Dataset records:
━━━━━━━━━━━━━━━━━━━━

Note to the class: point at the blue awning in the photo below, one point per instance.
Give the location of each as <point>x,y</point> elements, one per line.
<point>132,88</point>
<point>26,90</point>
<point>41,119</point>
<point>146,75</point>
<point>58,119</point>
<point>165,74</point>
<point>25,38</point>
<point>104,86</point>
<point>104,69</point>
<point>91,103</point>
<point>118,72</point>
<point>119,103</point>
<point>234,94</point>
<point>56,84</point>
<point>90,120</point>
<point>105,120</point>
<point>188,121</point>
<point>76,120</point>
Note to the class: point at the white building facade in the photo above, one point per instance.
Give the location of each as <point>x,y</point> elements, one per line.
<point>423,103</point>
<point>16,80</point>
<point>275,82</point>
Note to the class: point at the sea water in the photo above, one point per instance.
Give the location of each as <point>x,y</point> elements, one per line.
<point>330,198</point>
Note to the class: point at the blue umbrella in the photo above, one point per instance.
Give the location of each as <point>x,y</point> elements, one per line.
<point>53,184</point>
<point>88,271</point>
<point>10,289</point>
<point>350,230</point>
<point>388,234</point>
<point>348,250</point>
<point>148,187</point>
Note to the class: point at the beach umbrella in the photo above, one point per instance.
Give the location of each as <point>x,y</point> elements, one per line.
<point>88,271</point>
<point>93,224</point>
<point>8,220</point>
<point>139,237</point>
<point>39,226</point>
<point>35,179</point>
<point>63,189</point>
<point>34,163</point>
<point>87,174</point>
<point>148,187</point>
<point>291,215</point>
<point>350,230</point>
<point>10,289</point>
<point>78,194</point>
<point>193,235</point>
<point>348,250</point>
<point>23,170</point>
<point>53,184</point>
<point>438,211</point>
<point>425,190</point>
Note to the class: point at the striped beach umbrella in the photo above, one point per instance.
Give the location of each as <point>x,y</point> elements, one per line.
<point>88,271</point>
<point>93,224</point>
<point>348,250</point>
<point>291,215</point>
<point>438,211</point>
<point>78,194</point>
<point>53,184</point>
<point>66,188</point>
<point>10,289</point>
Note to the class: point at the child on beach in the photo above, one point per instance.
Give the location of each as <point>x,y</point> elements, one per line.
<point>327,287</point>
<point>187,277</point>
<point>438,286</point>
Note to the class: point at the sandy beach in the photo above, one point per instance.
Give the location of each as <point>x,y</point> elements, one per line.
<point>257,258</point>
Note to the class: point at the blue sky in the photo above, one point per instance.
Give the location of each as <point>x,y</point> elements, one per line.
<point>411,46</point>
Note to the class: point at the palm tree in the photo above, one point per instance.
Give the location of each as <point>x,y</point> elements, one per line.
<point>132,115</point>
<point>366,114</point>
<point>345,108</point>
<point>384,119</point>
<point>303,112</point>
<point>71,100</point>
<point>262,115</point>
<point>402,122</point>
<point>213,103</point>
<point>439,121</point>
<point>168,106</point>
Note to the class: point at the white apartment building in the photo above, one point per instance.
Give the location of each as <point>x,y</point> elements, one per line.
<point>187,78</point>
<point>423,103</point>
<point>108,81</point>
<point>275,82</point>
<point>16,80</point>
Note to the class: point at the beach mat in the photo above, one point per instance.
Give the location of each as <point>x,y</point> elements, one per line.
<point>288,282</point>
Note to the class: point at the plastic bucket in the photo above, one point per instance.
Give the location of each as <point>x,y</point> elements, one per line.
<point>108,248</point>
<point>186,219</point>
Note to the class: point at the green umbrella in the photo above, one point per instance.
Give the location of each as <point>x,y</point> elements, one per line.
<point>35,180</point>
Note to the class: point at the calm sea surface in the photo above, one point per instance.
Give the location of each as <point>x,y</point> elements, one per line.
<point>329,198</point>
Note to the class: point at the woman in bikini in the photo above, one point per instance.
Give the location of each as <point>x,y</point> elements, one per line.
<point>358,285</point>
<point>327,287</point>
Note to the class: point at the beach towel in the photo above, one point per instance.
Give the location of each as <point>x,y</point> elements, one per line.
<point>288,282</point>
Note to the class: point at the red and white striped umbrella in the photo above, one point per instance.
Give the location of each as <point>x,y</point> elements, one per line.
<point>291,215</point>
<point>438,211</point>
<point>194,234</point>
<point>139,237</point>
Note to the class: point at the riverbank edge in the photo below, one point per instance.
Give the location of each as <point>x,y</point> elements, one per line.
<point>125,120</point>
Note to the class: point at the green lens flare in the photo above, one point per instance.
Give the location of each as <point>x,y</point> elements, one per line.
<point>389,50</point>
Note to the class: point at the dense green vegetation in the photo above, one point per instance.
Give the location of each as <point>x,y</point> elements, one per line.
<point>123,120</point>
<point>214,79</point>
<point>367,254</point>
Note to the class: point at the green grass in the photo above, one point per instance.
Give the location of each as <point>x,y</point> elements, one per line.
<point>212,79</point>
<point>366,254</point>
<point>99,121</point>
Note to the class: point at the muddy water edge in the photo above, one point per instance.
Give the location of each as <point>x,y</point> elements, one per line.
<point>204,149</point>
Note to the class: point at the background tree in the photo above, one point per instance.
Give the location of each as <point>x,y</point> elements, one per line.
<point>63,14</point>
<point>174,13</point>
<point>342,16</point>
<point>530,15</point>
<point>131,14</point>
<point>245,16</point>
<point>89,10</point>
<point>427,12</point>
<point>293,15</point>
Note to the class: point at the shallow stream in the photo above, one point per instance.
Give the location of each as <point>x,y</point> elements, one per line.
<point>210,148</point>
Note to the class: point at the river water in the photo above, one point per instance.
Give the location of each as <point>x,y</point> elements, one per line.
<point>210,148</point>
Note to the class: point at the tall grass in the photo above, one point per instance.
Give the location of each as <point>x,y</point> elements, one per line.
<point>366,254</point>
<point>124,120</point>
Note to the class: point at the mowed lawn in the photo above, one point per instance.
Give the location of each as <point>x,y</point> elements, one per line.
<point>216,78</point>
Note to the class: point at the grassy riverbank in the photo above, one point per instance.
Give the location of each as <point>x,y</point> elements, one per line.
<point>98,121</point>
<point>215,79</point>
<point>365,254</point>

━━━━━━━━━━━━━━━━━━━━

▸ DIRECTIONS FOR THIS TASK: Lines from the records above that hold "building" are the ones to list.

▸ FINISHED TASK:
Note to the class: point at the white building facade in the photo above, one point per instance.
Note to the class: point at the white apartment building in the photo above, one point per instance.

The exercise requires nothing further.